▶ **Task directions**
Only the lines from the one containing "of the night" through the end of the listing belong in the answer, repeated exactly, with no pictures.

__________________________________________________

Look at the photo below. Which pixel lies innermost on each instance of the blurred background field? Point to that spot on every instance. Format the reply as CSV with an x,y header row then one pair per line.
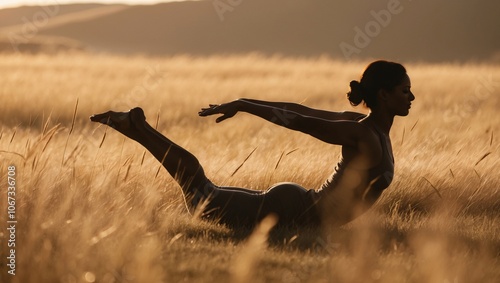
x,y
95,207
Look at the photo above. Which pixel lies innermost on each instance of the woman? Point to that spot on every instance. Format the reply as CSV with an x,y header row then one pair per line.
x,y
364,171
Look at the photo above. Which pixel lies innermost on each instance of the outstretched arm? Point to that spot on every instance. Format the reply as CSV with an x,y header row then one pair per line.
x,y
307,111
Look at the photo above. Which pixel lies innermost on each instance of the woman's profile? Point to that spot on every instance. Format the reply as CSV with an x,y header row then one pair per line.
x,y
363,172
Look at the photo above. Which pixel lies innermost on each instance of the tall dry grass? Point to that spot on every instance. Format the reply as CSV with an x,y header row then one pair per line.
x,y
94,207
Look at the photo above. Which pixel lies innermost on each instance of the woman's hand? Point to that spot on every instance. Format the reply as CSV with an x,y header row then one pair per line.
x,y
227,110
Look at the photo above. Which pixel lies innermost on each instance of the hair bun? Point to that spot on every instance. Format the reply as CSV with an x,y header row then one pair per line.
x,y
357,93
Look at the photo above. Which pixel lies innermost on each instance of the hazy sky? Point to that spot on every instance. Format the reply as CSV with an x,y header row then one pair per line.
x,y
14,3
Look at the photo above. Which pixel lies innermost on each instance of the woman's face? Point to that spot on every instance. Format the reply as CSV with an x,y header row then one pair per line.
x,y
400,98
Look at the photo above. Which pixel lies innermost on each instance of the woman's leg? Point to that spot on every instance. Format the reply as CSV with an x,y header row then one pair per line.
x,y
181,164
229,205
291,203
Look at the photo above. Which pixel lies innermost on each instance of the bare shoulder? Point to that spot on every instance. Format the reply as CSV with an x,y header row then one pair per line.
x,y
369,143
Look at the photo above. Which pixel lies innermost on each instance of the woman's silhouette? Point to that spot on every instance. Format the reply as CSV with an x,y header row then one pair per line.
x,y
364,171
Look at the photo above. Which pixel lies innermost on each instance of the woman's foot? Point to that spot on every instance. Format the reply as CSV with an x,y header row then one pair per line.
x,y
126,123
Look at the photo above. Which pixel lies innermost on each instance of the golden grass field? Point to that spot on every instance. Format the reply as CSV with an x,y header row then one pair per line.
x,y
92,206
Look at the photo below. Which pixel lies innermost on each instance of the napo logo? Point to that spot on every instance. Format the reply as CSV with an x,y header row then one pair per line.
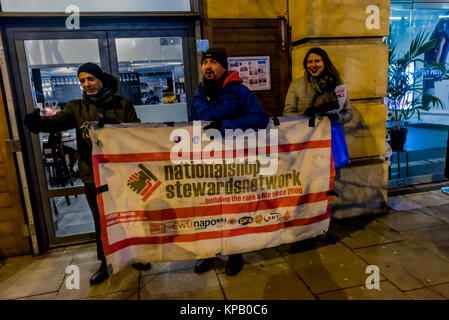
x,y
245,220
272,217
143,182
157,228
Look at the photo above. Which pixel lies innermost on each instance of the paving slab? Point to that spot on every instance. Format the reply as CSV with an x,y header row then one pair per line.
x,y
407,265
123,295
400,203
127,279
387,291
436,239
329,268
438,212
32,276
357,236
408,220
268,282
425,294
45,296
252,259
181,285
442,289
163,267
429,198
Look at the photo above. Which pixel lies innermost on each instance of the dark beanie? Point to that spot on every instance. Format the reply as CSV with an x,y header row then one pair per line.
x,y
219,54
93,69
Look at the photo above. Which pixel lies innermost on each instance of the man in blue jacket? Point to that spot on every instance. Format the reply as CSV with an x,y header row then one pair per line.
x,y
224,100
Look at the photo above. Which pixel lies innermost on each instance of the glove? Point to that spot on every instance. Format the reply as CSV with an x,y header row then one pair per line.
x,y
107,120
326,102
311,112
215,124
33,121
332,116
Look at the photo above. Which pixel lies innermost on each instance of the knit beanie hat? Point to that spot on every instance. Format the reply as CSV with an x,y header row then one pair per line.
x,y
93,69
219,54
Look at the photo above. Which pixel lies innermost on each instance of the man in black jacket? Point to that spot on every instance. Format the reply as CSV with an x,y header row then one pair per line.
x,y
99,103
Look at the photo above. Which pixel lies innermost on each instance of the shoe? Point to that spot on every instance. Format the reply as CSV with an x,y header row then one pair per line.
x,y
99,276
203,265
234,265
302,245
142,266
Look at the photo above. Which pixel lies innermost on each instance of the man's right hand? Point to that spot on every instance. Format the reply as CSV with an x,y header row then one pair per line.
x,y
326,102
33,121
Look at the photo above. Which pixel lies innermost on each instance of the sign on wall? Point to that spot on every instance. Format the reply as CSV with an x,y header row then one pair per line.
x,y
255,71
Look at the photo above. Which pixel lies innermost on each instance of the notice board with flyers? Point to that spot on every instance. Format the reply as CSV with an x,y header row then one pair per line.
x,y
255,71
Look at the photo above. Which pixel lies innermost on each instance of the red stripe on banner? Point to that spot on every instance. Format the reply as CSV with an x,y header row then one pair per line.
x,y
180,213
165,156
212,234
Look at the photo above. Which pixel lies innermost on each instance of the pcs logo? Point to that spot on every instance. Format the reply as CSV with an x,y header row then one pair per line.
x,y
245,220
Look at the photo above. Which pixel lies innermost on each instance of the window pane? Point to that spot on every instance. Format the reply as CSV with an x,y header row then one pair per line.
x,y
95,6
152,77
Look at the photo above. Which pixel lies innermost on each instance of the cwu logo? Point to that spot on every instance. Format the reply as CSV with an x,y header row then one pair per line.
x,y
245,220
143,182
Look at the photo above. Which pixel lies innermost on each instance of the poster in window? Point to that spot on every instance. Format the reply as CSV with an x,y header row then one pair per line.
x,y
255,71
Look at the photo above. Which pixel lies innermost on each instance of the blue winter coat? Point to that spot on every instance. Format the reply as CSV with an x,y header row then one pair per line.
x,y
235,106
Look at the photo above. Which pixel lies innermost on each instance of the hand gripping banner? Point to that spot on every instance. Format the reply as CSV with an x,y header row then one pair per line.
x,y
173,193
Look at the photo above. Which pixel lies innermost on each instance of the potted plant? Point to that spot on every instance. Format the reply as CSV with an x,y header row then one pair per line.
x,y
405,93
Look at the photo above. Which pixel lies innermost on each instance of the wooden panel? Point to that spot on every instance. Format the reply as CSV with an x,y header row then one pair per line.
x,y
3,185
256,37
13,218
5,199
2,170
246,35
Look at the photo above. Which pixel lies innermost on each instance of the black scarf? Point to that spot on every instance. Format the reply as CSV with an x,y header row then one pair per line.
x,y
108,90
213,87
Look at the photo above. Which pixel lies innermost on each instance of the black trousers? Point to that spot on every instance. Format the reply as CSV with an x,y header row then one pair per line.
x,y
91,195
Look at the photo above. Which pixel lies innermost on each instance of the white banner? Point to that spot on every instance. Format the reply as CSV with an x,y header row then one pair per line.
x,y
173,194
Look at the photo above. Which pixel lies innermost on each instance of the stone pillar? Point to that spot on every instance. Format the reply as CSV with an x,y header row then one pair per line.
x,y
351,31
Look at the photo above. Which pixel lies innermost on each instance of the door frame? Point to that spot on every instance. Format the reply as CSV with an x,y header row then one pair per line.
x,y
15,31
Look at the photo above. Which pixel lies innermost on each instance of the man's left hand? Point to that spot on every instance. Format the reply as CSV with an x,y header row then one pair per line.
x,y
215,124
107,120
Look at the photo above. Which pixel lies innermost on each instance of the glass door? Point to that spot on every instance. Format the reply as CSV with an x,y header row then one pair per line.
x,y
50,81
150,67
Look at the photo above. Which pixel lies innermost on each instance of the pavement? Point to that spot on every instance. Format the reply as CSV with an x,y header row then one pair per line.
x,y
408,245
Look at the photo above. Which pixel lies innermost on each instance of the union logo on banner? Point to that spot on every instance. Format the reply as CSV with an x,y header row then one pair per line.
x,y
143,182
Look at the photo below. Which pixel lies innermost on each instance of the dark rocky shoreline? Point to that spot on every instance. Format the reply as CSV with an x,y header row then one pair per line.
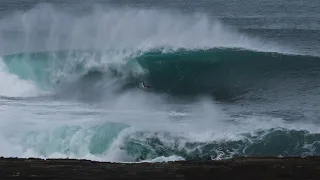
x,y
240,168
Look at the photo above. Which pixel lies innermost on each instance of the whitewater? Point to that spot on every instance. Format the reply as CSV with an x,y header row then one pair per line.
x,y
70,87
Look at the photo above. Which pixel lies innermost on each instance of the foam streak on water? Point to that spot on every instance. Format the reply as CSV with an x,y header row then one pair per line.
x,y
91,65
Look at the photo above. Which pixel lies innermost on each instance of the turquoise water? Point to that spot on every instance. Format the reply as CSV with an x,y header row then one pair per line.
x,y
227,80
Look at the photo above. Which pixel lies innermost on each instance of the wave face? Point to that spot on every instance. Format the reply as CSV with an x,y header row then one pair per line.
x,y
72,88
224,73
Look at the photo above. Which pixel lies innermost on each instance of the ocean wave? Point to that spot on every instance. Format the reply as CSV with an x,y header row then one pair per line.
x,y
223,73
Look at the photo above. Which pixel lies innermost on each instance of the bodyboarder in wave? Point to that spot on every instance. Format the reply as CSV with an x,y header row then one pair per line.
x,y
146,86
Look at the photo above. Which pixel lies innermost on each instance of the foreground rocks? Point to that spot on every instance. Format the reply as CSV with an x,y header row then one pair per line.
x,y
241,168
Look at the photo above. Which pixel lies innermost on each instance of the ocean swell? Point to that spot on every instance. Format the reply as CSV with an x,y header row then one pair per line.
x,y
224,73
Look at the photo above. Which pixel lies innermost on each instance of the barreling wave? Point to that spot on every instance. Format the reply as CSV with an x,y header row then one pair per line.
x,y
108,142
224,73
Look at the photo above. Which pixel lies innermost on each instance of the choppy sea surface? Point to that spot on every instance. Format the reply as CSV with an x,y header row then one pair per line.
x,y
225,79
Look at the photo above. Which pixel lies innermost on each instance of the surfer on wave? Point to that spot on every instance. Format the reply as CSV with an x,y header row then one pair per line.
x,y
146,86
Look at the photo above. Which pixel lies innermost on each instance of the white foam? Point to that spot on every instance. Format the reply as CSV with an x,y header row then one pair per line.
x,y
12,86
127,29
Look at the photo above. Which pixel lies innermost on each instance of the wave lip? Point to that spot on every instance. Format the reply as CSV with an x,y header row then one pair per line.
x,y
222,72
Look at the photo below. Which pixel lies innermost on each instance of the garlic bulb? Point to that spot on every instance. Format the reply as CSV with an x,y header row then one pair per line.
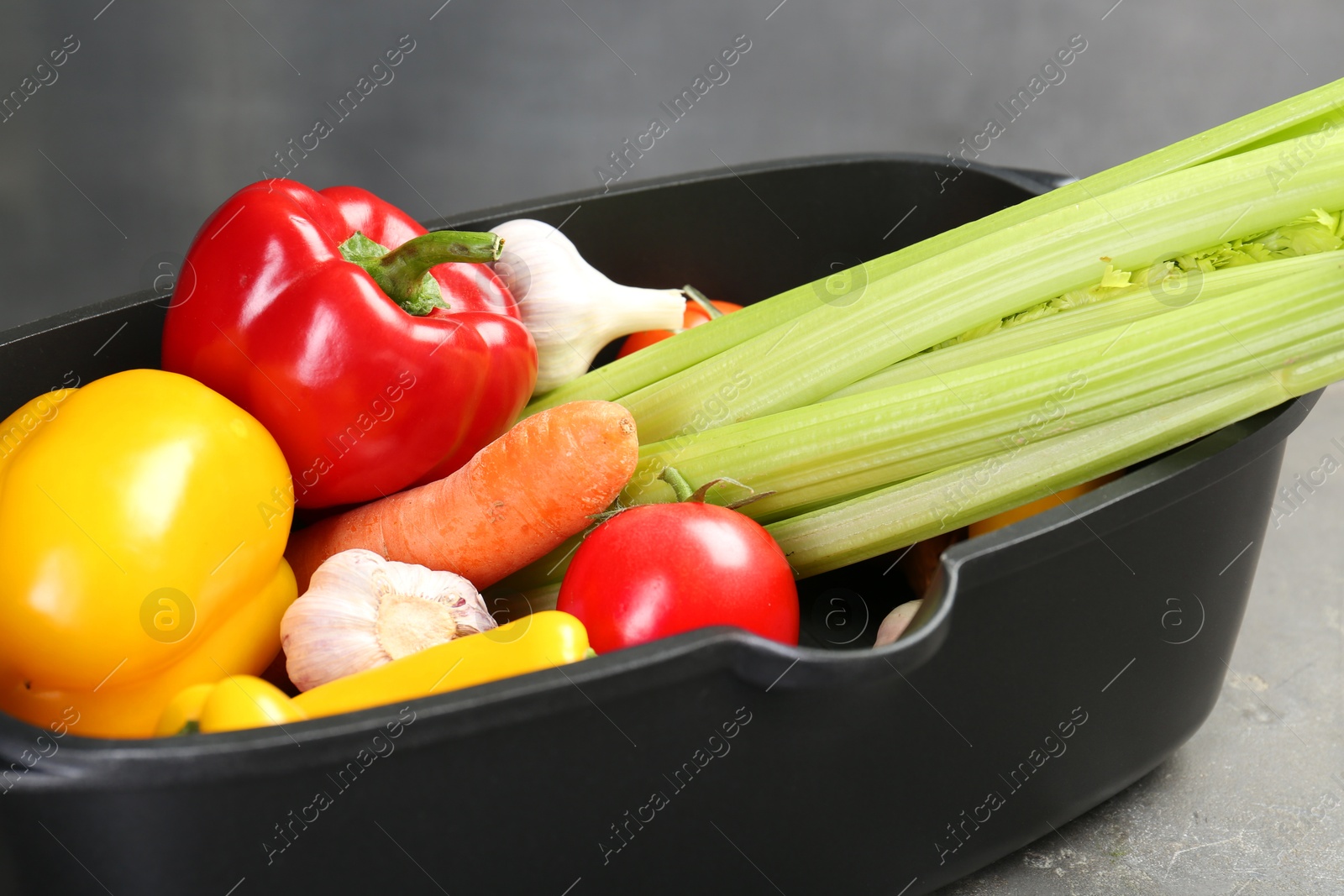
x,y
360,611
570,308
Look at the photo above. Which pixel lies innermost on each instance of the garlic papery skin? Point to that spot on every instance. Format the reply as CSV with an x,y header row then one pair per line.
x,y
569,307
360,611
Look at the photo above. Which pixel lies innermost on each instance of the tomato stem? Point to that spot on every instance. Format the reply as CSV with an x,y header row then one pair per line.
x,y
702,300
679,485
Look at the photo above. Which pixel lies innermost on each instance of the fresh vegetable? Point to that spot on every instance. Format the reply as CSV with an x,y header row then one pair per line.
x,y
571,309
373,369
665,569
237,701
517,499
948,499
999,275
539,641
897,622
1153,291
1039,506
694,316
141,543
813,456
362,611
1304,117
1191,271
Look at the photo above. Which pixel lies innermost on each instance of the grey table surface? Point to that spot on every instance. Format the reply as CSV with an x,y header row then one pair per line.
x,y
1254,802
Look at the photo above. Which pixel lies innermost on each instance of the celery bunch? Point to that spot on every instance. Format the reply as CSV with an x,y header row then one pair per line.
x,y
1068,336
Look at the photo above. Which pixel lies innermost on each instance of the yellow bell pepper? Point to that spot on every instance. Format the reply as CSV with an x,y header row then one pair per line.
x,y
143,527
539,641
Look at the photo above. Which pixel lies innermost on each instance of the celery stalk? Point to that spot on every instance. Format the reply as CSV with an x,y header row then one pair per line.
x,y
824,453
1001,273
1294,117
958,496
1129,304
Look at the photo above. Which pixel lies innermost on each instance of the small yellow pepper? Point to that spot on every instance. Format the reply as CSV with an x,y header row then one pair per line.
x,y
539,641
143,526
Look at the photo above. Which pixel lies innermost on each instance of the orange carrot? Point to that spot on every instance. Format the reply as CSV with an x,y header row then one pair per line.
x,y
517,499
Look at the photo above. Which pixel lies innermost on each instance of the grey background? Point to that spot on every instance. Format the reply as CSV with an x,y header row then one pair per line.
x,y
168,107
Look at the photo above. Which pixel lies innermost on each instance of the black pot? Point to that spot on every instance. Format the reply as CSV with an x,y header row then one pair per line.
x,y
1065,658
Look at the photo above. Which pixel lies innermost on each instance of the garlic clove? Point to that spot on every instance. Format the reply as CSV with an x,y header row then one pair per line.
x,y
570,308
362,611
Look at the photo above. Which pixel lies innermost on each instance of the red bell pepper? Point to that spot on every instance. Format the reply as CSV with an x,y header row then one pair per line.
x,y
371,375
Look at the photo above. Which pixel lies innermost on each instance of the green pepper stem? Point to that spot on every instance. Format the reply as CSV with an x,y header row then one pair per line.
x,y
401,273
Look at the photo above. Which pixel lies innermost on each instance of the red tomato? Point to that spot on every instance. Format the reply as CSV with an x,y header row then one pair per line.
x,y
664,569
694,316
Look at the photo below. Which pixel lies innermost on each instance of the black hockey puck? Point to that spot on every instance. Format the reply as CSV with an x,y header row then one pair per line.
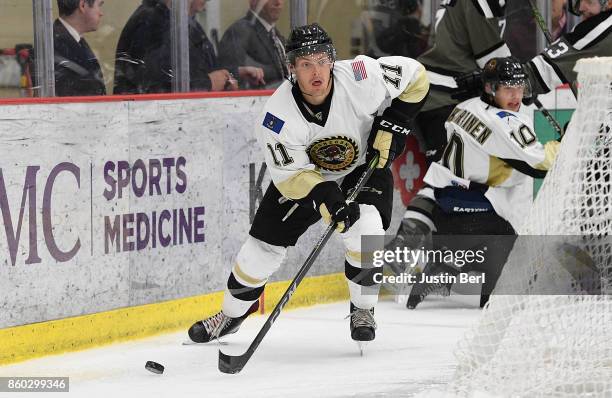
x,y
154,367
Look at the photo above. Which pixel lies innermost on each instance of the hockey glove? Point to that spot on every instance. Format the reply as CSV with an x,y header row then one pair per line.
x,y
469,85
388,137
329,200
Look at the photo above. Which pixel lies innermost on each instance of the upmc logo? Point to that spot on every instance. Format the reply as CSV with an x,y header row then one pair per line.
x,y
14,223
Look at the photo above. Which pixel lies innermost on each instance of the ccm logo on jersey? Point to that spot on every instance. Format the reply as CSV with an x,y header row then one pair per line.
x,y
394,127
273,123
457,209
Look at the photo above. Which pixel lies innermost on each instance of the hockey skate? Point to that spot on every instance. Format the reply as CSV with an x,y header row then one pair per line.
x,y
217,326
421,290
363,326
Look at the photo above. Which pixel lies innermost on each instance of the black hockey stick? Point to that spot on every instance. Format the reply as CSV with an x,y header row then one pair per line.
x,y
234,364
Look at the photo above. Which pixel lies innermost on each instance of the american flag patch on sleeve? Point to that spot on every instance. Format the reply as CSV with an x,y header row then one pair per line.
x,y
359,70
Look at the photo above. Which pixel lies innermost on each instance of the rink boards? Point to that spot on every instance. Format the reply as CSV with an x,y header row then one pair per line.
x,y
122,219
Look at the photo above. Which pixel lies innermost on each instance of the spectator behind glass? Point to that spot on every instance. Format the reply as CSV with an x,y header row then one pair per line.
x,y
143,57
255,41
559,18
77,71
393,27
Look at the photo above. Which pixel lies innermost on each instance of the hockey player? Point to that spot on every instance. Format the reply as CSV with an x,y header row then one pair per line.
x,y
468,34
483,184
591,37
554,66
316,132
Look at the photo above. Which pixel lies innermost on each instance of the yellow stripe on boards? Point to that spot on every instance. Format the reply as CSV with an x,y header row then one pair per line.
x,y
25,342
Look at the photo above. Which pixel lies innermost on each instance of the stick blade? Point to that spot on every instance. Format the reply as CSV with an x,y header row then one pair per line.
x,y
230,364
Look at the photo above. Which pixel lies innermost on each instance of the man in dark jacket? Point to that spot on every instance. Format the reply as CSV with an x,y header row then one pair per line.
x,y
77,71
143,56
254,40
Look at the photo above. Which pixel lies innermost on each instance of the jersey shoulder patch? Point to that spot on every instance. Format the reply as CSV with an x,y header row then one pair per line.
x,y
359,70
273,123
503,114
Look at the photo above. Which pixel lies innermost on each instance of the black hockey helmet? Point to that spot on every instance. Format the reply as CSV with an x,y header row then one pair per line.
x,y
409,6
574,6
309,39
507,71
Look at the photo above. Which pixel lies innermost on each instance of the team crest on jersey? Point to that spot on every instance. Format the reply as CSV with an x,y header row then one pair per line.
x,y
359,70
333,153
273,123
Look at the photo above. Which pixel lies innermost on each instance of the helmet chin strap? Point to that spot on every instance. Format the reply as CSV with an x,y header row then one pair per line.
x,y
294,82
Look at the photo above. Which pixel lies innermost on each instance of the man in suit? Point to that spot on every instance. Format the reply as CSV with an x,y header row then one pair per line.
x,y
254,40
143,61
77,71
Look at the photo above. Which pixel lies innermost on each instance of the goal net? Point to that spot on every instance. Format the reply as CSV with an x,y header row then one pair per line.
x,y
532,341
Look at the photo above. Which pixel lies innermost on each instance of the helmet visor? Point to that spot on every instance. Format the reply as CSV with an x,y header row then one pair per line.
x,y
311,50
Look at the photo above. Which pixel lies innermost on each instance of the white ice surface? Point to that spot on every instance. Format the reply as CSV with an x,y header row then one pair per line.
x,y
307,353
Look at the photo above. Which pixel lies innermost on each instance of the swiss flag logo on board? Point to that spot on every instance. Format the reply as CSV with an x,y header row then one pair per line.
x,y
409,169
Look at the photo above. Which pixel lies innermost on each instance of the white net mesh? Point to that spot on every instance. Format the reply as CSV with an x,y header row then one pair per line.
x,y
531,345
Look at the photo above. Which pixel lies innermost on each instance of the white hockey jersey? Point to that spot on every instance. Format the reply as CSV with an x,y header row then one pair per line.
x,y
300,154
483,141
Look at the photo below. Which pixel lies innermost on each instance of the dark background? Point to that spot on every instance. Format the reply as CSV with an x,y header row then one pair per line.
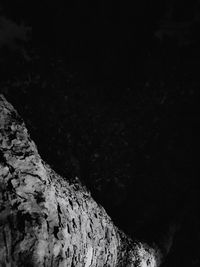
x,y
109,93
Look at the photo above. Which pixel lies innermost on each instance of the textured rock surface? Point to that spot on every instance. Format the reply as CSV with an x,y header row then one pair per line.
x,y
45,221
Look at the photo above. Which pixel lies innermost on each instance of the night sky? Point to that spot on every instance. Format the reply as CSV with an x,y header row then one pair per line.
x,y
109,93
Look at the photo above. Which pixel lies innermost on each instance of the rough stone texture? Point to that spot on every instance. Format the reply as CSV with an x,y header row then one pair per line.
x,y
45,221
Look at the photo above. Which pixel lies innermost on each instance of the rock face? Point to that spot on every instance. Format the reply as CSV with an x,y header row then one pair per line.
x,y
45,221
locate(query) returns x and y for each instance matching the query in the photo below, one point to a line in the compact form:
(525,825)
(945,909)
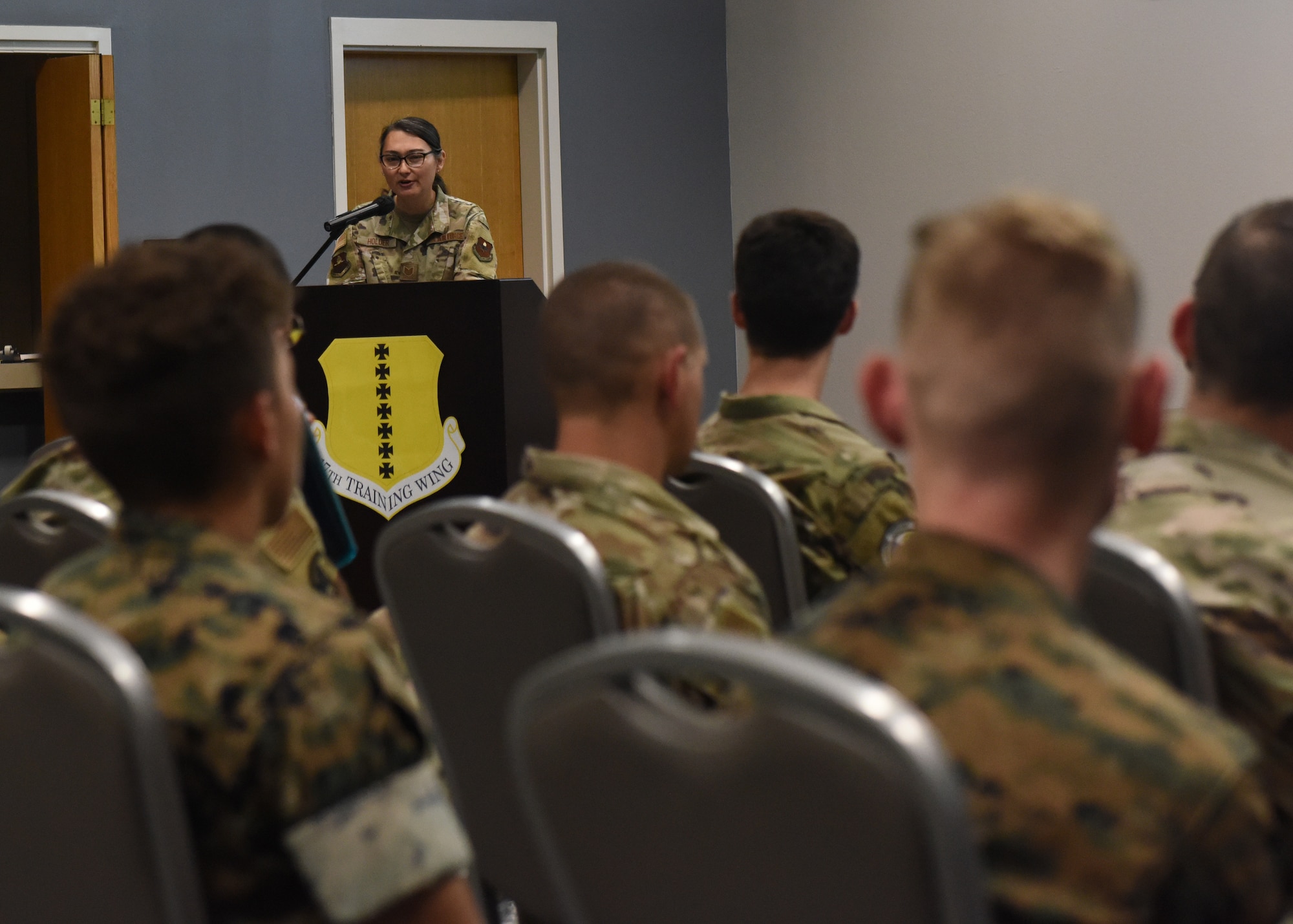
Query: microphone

__________________________________________________

▶ **Exercise output**
Look at the photo above. Which pixel lies innermost on each instance of the night sky? Point to that spot on every instance. Format the reply as CSV with an x,y header row then one pair per line.
x,y
109,93
Look at the photo above. Which pixel lies innermost on each instance of the rough stone texture? Point to that spot on every instance. Format the reply as CSV with an x,y header row then one pair per line.
x,y
45,221
Look at the photo above. Which pixel lies innermost on each instance of the rock face? Point to that spot on every instance. Format the reply as CSV with an x,y header row then one pair per line.
x,y
45,221
locate(query) returns x and y for each instance matching the query in the photo below, one point to a line in the compact form:
(525,825)
(945,909)
Query: microphone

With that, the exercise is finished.